» What to work on:
Could you pick up the description of the human joint modeling and simulation tools after its last sentence and continue it?

*** Opening of Passage to read ***

We are developing modeling and physical simulation tools
for human joints reconstructed from the CT, MRI, and photograph
imaging data sets of the visible human. The objectives are
non-invasive diagnostic tools, systematic preoperative planning,
custom prosthesis design, and quantitative models of strain
injuries. The research challenges are to compute the physics
directly from the data with minimal user intervention and to
compute at interactive speed despite the great size of the data
sets. We address these challenges by hierarchical modeling,
distributed computing, and specialized physical simulations.
The modeling tools of our system construct geometric spline and
finite element models of bones from the CT data and
tendon/ligaments from the MRI and photographic data. The
geometric models are extended to capture material properties,
such as mass distribution, elasticity, and friction coefficients.

*** Close of Passage to read ***
*** Opening of Data shown ***

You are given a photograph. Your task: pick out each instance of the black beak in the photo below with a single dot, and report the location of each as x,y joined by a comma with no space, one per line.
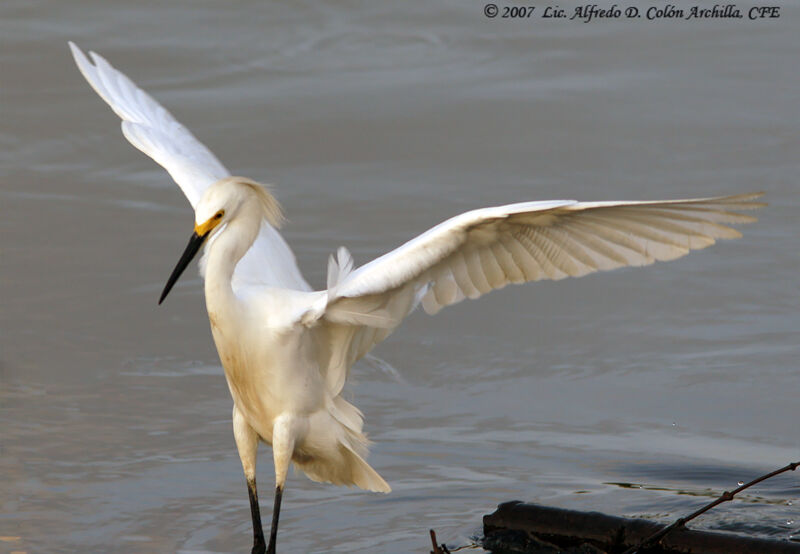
191,250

*** Close of Data shown ***

» Response area:
The elasticity and friction coefficients are approximated using
qualitative mathematical functions of the CT and MRI intensities.
The simulation module computes the joint physics (motions, forces,
deformations) from the bone models, material properties, and
muscle forces. The visualization module displays the raw data and
the solid models, animates the dynamics, displays the stresses,
and supports user manipulation and quantitative querying.
The computational requirements of the simulation module govern
the design of the other modules. We organize the requirements
around the tasks of reconstruction, kinematics, rigid body
dynamics, stress analysis, and flexible body dynamics.